For each line of the data that includes the word "below", copy the line.

Items from a dataset
- - - -
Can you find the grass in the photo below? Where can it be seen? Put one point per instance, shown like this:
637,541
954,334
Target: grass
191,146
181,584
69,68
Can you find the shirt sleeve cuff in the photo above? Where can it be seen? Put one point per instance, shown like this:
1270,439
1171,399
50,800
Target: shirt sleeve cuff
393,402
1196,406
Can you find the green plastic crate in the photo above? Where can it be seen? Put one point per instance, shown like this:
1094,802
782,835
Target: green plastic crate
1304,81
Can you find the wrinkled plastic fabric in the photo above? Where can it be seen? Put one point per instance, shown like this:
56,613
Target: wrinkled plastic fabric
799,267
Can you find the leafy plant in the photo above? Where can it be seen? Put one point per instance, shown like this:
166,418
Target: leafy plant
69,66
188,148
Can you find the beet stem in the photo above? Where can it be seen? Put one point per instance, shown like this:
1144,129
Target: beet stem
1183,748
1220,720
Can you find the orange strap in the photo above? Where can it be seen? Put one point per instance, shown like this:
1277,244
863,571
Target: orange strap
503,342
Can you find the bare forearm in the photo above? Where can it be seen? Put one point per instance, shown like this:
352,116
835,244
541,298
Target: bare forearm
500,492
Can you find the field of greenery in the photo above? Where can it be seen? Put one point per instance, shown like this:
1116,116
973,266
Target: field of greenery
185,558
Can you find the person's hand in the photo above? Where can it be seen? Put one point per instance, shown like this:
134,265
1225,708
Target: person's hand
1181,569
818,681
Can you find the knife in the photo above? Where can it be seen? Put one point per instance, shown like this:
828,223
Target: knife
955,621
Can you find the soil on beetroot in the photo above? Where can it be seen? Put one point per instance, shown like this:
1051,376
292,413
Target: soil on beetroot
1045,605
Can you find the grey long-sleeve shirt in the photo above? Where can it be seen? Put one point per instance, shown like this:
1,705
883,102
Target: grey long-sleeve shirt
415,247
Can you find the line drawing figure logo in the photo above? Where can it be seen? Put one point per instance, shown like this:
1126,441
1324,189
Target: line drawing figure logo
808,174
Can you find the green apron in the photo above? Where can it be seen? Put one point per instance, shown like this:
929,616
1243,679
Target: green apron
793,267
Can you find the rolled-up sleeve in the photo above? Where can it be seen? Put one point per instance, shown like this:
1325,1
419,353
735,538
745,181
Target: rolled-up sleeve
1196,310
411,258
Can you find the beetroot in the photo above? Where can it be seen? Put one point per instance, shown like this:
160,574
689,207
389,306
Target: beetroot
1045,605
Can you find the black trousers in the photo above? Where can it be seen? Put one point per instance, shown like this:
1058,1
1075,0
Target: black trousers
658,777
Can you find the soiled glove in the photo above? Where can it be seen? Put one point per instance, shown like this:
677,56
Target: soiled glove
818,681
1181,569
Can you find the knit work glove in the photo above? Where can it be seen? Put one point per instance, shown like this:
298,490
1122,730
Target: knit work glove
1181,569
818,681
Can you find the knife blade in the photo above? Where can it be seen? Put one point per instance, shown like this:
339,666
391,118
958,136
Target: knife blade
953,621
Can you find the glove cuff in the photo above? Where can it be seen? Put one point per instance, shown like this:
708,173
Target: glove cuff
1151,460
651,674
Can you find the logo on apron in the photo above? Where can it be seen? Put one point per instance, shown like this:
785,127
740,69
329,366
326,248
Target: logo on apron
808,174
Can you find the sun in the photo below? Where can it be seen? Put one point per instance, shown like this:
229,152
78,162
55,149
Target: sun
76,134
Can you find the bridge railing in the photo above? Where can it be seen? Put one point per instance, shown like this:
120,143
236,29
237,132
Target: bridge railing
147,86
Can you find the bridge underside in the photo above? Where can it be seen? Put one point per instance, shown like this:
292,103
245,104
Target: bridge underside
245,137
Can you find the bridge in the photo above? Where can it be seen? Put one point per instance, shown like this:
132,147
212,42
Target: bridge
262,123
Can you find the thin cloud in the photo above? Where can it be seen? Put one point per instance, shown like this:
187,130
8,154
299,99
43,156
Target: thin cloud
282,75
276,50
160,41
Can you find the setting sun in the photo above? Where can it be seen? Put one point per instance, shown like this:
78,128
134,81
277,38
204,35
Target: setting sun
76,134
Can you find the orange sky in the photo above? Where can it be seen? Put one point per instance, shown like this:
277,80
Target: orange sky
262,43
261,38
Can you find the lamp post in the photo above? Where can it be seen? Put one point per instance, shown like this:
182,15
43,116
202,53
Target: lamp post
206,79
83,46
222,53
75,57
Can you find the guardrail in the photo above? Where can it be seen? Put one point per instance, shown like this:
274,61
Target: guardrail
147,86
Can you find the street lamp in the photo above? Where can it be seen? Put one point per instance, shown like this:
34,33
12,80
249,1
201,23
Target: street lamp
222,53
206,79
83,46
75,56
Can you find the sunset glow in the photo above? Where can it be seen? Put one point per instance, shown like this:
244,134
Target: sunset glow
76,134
- - - -
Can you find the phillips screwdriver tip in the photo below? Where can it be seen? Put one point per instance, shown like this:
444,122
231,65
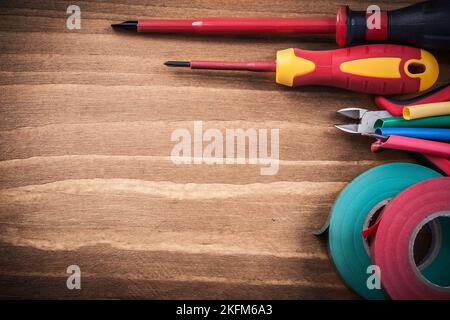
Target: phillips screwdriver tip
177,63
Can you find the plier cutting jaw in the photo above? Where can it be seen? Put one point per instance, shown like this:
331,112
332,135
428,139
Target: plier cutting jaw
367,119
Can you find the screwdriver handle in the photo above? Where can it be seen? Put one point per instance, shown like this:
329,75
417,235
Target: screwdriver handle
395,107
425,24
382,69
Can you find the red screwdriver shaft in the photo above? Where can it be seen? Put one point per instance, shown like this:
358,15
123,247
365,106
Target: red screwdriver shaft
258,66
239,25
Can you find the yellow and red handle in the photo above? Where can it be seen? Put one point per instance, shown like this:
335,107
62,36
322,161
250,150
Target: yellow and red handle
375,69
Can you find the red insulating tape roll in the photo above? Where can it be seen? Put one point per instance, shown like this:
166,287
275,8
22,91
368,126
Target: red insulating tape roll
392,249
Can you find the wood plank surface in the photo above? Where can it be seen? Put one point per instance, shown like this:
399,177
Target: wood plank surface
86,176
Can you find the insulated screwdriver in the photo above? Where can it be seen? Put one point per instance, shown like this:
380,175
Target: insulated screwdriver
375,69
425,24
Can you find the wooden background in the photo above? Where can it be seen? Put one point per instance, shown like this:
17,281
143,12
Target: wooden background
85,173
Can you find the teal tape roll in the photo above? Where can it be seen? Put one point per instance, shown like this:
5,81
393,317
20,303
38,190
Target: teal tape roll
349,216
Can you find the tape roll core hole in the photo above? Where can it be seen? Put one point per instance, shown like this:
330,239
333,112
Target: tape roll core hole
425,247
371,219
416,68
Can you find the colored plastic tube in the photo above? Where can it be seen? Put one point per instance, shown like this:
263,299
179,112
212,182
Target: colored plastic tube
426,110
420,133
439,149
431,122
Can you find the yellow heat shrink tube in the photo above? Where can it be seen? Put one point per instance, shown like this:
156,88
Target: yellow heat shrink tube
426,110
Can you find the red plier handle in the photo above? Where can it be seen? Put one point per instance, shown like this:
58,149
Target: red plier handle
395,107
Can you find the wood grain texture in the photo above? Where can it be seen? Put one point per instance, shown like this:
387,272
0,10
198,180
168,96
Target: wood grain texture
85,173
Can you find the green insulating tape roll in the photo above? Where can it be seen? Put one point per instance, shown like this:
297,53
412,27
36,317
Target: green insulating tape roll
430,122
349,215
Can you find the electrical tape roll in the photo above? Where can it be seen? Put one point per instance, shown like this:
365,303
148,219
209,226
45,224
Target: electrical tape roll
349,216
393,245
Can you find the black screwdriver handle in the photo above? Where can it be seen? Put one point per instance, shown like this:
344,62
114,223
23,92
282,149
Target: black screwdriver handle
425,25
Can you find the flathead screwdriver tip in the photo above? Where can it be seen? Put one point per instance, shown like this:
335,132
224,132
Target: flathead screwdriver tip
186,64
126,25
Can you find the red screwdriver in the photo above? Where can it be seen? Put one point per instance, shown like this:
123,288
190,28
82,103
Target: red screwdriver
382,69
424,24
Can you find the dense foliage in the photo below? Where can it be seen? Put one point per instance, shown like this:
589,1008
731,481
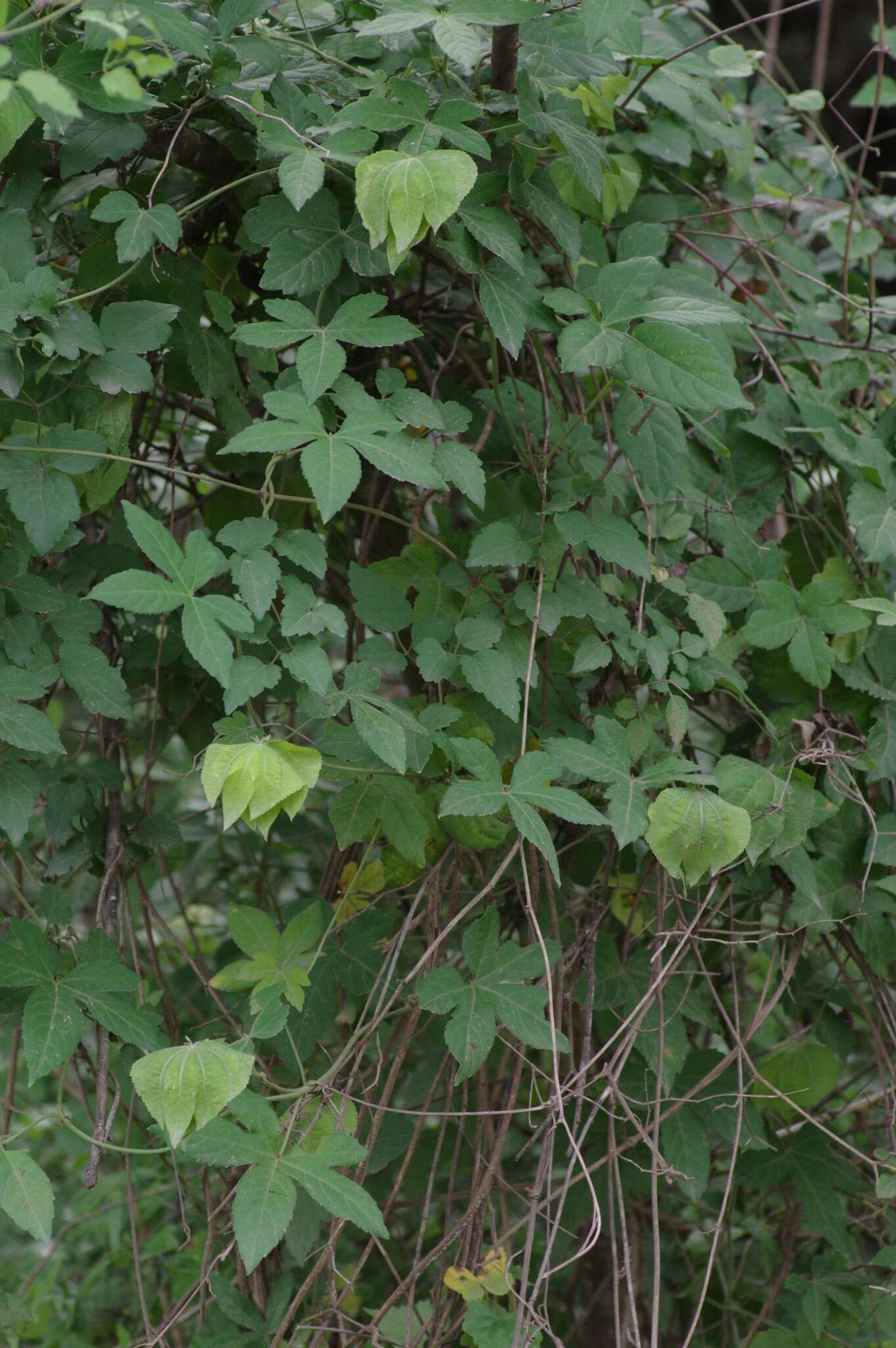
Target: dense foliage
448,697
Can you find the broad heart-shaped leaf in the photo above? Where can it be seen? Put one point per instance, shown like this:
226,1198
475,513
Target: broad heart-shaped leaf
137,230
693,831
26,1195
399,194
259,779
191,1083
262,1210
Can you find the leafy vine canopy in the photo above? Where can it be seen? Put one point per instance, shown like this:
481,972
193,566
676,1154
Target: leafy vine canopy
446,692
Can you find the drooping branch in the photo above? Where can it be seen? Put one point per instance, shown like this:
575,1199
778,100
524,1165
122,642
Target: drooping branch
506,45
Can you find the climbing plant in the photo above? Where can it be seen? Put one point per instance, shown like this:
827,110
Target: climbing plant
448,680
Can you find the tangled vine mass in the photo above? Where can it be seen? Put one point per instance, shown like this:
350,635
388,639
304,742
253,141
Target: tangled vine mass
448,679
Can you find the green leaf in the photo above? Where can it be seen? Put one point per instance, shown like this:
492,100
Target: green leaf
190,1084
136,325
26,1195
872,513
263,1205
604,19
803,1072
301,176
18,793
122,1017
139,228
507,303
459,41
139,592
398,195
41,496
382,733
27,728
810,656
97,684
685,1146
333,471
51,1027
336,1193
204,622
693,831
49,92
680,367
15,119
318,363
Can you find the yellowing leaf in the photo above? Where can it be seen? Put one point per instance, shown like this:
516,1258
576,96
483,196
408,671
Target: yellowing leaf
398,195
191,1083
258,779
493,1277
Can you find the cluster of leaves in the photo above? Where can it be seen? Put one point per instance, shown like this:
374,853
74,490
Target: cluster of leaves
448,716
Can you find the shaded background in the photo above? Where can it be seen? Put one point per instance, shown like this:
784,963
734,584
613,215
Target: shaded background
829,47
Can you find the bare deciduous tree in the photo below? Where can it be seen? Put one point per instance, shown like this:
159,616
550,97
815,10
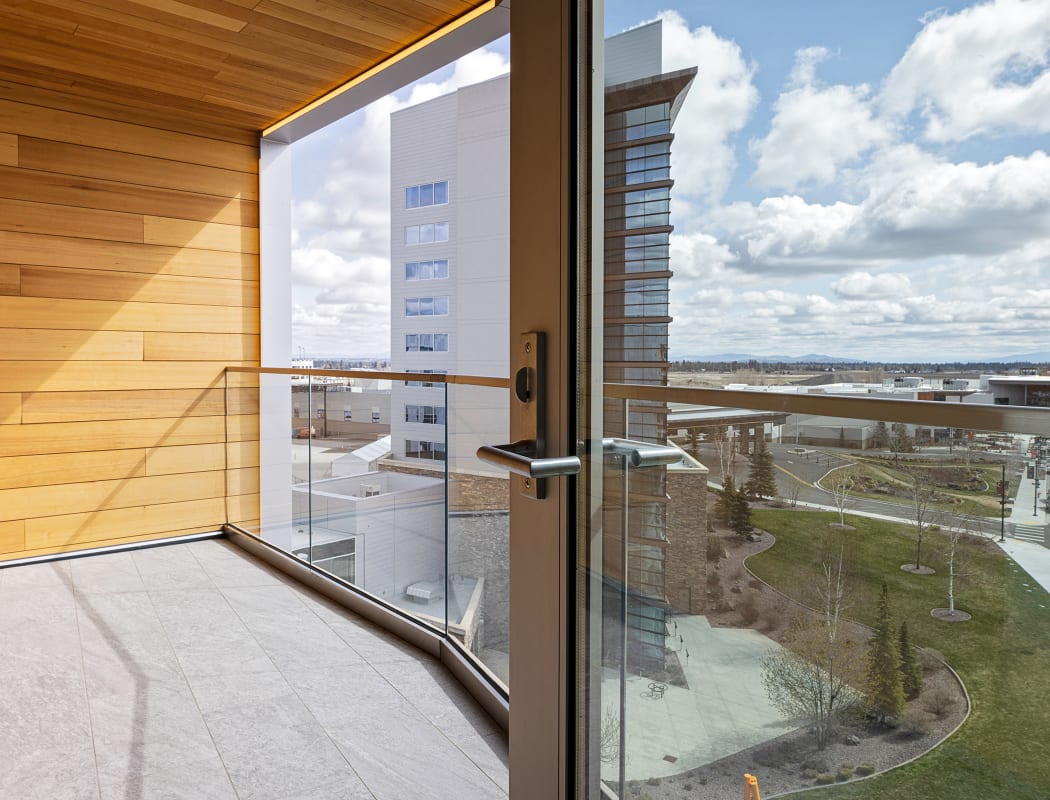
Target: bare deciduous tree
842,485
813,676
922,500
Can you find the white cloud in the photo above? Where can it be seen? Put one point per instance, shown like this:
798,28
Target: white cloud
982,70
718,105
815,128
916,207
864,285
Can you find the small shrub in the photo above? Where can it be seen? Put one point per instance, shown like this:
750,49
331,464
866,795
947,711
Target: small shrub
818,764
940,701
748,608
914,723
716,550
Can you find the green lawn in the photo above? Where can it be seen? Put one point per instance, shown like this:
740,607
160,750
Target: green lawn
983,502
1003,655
- - - -
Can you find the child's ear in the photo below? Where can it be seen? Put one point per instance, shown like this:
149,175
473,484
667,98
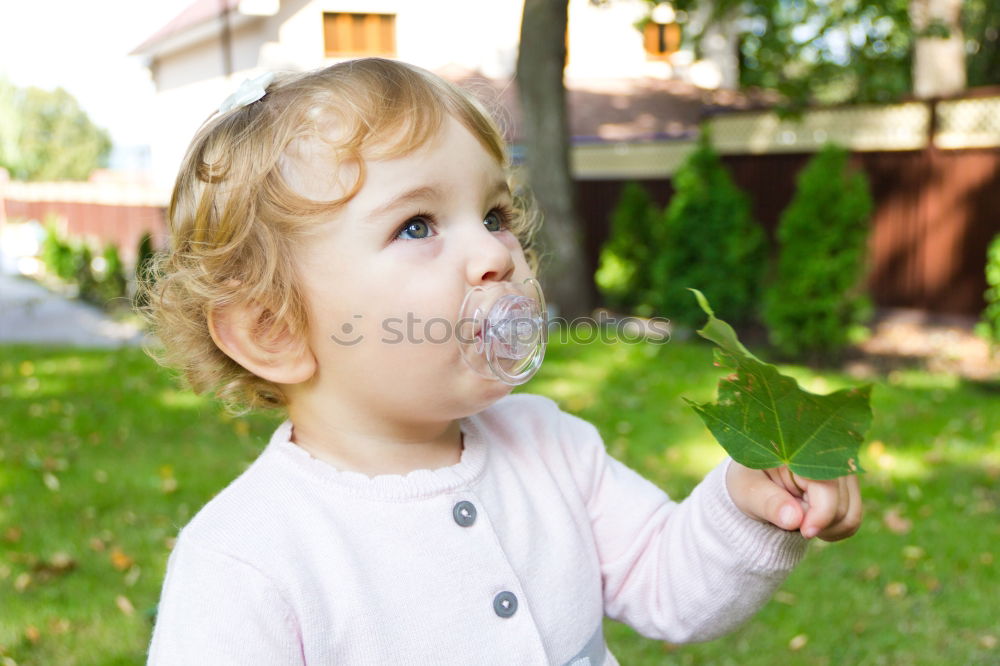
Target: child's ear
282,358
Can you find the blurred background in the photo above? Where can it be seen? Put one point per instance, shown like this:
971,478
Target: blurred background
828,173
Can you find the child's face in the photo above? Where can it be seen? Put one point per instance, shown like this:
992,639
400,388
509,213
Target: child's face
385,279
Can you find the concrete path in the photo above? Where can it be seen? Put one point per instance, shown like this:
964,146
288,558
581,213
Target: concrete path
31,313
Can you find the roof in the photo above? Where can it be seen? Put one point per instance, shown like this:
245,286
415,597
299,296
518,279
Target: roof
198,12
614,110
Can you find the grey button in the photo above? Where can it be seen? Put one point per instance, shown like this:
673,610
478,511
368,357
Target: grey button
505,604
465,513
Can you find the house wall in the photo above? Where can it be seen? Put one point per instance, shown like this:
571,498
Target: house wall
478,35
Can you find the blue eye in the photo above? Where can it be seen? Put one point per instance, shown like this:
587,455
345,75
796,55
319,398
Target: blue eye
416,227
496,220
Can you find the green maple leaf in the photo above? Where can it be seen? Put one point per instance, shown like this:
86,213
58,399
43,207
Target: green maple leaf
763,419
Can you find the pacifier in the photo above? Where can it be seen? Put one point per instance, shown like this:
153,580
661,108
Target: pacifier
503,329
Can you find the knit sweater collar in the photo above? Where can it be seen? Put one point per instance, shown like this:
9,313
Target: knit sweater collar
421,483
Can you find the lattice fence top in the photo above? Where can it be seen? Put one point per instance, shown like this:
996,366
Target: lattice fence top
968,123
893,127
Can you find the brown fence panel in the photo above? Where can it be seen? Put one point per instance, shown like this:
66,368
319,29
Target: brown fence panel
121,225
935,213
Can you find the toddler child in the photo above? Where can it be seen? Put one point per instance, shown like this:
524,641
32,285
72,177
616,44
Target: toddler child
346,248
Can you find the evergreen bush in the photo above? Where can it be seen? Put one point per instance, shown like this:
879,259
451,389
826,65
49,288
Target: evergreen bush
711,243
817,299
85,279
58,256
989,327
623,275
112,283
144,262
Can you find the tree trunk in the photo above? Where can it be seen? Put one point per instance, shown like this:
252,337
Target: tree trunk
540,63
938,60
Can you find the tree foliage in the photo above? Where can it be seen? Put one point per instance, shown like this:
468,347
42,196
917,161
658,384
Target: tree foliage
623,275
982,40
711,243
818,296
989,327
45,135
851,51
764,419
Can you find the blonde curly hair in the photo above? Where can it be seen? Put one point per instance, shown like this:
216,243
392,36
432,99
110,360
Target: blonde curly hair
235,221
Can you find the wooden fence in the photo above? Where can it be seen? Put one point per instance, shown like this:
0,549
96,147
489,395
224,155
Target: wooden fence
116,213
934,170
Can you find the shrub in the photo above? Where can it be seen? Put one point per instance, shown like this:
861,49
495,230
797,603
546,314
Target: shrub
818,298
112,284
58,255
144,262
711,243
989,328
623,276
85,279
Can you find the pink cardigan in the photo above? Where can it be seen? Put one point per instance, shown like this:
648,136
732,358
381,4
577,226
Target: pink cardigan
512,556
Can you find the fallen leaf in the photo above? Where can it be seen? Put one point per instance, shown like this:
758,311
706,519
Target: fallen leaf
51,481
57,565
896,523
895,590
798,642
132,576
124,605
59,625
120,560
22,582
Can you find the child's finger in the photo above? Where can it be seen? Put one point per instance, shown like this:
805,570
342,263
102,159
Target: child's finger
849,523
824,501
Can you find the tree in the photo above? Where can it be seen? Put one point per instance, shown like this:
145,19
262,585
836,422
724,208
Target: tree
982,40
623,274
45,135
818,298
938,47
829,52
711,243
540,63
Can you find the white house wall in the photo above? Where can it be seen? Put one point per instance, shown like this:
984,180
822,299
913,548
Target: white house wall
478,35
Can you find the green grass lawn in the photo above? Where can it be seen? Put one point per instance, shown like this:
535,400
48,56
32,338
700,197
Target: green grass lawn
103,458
- - - -
Completed task:
Can you find the grass in the photo below? Where can it be seen? Put one point per instance, shown like this:
Can you find the sun in the photo below? Where can it be seen? Put one point per instance, shown like this:
Can you find the phillips screwdriver tip in the photo below? Where can it be seen? Put one point per instance, shown like this:
Can you find the dense foliage in the photo below? Where can it be seen? Put one point per instance, shown like this:
Can you find the bare deciduous tree in the photo below? Where can it be seen? Put one point per instance, shown like this:
Can you find the child's ear in the photo below? Where can it be seen? Put one point per instance, shown like this:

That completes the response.